About this exercise: Identify each line in the records below that contains the word "corrugated", and copy it.

Saved entries:
━━━

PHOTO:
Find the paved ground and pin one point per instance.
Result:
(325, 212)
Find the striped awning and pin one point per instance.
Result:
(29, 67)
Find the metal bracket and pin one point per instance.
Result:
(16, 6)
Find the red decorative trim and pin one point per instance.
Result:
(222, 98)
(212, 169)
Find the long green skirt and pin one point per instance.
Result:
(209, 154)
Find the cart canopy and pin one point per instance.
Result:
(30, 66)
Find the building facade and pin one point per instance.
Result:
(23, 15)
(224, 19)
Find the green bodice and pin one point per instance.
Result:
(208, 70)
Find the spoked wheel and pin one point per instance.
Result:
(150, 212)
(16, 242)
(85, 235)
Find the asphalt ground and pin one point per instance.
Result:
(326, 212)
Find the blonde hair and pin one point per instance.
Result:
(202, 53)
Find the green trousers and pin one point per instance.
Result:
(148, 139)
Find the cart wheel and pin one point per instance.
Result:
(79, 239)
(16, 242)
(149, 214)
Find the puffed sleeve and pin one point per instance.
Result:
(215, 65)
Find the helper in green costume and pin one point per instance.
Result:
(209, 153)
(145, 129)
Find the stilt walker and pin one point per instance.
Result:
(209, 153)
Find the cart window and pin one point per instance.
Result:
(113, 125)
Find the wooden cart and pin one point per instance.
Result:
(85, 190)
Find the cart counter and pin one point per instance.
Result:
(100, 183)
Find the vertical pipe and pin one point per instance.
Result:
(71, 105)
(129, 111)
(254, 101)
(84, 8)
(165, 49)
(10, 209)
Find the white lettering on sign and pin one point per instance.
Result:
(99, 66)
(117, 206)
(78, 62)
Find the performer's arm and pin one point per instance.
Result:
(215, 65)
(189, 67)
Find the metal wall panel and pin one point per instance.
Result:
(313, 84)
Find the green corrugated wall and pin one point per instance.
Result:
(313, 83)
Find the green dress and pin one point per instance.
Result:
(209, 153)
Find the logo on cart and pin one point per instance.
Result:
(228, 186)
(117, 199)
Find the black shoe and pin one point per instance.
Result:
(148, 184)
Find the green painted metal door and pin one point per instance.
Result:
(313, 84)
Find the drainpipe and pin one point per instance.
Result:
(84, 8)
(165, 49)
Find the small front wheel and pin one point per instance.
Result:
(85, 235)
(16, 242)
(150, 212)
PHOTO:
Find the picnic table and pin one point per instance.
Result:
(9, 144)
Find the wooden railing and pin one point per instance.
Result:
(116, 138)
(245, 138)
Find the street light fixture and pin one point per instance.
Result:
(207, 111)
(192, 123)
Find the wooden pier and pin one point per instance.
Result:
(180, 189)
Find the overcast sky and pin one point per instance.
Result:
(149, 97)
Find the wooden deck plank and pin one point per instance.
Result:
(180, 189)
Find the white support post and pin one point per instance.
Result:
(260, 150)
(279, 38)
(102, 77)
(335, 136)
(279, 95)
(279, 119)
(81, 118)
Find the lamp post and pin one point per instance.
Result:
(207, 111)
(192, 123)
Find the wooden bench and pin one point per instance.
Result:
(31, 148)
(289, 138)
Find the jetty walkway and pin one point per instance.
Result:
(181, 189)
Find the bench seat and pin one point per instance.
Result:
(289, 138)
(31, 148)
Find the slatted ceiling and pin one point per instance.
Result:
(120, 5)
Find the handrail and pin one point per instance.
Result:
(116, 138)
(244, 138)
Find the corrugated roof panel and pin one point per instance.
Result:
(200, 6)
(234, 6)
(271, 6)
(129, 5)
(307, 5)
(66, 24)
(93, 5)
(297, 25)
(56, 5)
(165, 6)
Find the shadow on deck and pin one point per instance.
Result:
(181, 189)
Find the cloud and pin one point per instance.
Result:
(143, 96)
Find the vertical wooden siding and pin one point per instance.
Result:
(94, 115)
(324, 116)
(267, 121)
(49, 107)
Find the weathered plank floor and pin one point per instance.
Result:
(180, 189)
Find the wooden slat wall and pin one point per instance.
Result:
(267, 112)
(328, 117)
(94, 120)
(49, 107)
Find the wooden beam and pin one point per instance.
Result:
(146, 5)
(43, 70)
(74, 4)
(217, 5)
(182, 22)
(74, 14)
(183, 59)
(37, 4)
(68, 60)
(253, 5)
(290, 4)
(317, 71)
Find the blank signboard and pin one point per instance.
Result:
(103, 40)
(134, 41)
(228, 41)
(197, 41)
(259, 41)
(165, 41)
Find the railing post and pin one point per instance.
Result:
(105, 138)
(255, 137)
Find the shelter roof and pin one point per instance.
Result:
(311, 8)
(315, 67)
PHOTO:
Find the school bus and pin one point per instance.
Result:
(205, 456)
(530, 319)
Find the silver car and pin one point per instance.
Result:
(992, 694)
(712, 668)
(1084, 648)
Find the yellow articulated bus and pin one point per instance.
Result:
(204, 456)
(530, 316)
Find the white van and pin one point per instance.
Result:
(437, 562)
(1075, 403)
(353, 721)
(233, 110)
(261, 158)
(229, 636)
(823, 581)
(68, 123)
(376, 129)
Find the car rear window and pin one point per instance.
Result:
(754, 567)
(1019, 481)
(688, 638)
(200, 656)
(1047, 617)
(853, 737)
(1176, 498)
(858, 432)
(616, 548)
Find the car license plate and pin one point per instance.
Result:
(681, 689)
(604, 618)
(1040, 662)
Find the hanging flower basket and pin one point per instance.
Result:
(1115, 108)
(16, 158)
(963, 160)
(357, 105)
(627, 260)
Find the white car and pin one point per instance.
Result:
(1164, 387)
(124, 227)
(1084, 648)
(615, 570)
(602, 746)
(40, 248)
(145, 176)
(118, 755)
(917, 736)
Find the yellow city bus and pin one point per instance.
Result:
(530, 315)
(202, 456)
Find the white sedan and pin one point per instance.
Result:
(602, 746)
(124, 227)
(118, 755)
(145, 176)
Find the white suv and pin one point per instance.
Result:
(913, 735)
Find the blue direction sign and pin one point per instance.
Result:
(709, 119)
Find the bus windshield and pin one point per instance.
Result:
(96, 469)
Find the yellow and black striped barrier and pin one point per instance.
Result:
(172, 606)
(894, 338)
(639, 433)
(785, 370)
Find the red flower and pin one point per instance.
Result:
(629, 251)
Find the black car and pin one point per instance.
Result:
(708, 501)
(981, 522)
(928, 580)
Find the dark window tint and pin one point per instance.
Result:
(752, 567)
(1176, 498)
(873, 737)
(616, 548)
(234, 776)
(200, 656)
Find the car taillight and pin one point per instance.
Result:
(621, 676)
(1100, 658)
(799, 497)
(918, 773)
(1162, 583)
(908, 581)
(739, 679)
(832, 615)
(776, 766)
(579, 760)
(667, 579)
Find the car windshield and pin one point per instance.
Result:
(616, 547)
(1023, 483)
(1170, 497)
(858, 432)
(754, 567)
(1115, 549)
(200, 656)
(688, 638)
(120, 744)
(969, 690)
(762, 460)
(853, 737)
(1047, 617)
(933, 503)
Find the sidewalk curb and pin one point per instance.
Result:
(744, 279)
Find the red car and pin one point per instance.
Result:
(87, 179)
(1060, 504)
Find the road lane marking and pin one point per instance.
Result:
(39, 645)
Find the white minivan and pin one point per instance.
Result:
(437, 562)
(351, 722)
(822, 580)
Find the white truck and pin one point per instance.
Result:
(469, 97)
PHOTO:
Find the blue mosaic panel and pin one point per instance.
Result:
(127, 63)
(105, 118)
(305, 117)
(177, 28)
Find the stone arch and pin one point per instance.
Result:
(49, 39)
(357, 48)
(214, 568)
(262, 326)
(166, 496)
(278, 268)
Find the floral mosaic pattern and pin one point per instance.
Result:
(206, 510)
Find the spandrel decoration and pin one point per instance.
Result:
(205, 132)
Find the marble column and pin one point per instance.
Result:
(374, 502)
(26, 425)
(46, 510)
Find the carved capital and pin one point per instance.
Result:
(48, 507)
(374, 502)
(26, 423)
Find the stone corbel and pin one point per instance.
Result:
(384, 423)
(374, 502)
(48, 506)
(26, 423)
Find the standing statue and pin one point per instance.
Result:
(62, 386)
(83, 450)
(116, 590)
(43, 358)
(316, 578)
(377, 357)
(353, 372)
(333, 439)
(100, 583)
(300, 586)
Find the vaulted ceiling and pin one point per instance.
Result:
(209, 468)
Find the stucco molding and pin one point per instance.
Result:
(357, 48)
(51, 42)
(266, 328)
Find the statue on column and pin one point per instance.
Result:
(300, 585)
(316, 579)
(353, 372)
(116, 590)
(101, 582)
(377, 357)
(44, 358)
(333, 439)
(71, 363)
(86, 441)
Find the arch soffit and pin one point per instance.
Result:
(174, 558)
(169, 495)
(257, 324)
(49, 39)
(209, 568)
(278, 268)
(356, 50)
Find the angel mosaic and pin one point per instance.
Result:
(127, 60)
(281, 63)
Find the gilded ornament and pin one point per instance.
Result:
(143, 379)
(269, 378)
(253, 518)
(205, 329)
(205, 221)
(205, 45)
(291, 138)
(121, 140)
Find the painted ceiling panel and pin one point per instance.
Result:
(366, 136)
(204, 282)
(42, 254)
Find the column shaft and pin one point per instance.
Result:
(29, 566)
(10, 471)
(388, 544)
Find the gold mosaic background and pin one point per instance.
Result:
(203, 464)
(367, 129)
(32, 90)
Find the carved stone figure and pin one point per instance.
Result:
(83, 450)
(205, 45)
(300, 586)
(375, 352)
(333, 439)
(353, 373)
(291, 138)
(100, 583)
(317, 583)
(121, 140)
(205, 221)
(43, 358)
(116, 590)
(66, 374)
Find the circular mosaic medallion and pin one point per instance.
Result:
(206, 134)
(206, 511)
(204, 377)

━━━

Reply:
Find the green corrugated wall and pin one point per instance.
Find the corrugated roof panel and pin one point per instance.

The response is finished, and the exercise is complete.